__Directions for this task__. The answer should be the records below, word for word, with every image left out.

Start of Records

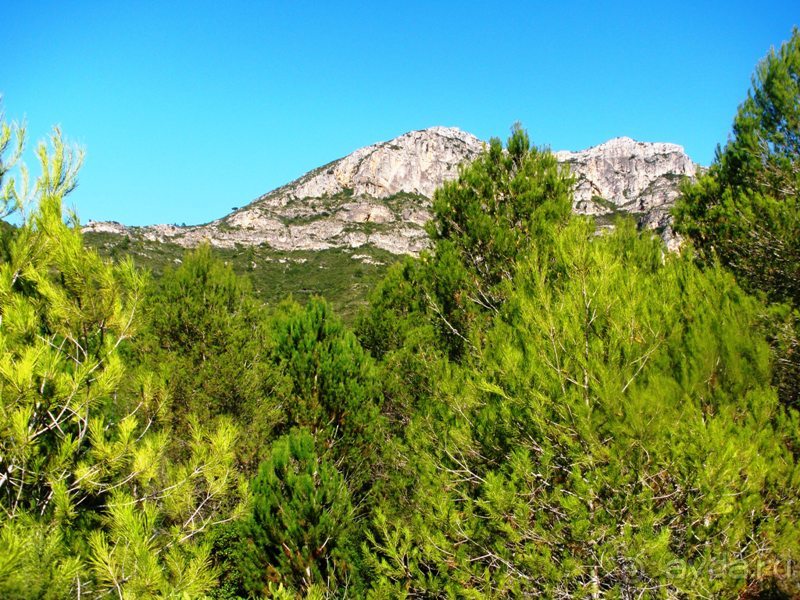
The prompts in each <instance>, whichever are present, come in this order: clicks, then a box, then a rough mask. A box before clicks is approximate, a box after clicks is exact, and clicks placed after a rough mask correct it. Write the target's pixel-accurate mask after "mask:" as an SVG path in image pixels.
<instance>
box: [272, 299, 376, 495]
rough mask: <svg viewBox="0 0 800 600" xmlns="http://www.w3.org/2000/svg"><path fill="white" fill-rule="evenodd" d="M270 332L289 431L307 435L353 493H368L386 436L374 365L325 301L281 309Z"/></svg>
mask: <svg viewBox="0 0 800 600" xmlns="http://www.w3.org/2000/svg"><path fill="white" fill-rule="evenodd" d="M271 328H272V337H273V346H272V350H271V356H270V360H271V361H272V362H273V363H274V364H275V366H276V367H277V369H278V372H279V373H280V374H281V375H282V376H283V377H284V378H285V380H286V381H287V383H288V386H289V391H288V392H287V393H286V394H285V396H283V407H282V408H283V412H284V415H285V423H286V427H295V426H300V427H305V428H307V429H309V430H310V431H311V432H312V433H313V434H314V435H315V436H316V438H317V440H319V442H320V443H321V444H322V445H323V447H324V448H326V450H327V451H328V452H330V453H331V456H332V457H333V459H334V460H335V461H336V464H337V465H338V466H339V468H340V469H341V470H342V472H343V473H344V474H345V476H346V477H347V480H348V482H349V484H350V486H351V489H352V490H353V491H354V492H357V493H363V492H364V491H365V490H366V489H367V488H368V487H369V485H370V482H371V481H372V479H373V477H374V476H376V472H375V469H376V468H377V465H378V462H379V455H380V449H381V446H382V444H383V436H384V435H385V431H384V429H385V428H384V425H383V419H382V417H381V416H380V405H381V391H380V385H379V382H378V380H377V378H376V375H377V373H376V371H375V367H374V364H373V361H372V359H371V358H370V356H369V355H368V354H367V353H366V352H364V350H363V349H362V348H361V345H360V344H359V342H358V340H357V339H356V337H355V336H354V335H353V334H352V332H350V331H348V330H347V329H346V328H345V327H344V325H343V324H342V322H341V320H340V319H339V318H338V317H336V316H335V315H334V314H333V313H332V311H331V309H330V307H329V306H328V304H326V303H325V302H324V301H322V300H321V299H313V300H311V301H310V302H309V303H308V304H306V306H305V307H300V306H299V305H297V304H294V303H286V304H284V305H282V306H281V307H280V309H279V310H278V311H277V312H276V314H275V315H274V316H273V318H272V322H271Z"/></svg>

End of Records

__Your response__.
The prompts in each <instance>, whichever are present, come in this order: clicks, then a box, then a rough mask. A box before clicks is approximate, a box after clicks is exact, and clicks placed after a rough mask correct it. Write the target's pixel-accurate mask after "mask:" as an SVG path in image pixels.
<instance>
box: [272, 299, 376, 495]
rough mask: <svg viewBox="0 0 800 600" xmlns="http://www.w3.org/2000/svg"><path fill="white" fill-rule="evenodd" d="M270 332L289 431L307 435L353 493H368L386 436L374 365L325 301L281 309Z"/></svg>
mask: <svg viewBox="0 0 800 600" xmlns="http://www.w3.org/2000/svg"><path fill="white" fill-rule="evenodd" d="M271 328H272V337H273V346H272V350H271V356H270V360H271V361H272V362H273V363H274V364H275V366H276V367H277V369H278V372H279V373H280V374H281V375H282V376H283V377H284V378H285V380H286V381H287V383H288V386H289V391H288V392H287V393H286V394H285V396H283V407H282V408H283V412H284V415H285V423H286V427H295V426H300V427H305V428H307V429H309V430H310V431H311V432H312V433H313V434H314V435H315V436H316V438H317V440H319V442H320V443H321V444H322V445H323V447H324V448H326V450H327V451H328V452H330V453H331V456H332V457H333V459H334V460H335V461H336V464H337V465H338V466H339V468H340V469H341V470H342V472H343V473H344V474H345V476H346V477H347V480H348V482H349V484H350V486H351V489H352V490H353V491H354V492H357V493H363V492H364V491H365V490H366V489H367V488H368V487H369V485H370V482H371V481H372V479H373V477H374V476H376V472H375V469H376V468H377V465H378V462H379V455H380V449H381V446H382V444H383V436H384V435H385V431H384V429H385V428H384V425H383V419H382V417H381V416H380V405H381V391H380V385H379V382H378V380H377V378H376V375H377V373H376V371H375V367H374V364H373V361H372V359H371V358H370V356H369V355H368V354H367V353H366V352H364V350H363V349H362V348H361V345H360V344H359V342H358V340H357V339H356V337H355V336H354V335H353V334H352V332H350V331H348V330H347V329H346V328H345V327H344V325H343V324H342V322H341V320H340V319H339V318H338V317H336V316H335V315H334V314H333V313H332V311H331V309H330V307H329V306H328V304H326V303H325V302H324V301H322V300H321V299H313V300H311V301H310V302H309V303H308V304H306V306H305V307H300V306H299V305H297V304H294V303H286V304H284V305H282V306H281V307H280V309H279V310H278V311H277V312H276V314H275V315H274V316H273V318H272V322H271Z"/></svg>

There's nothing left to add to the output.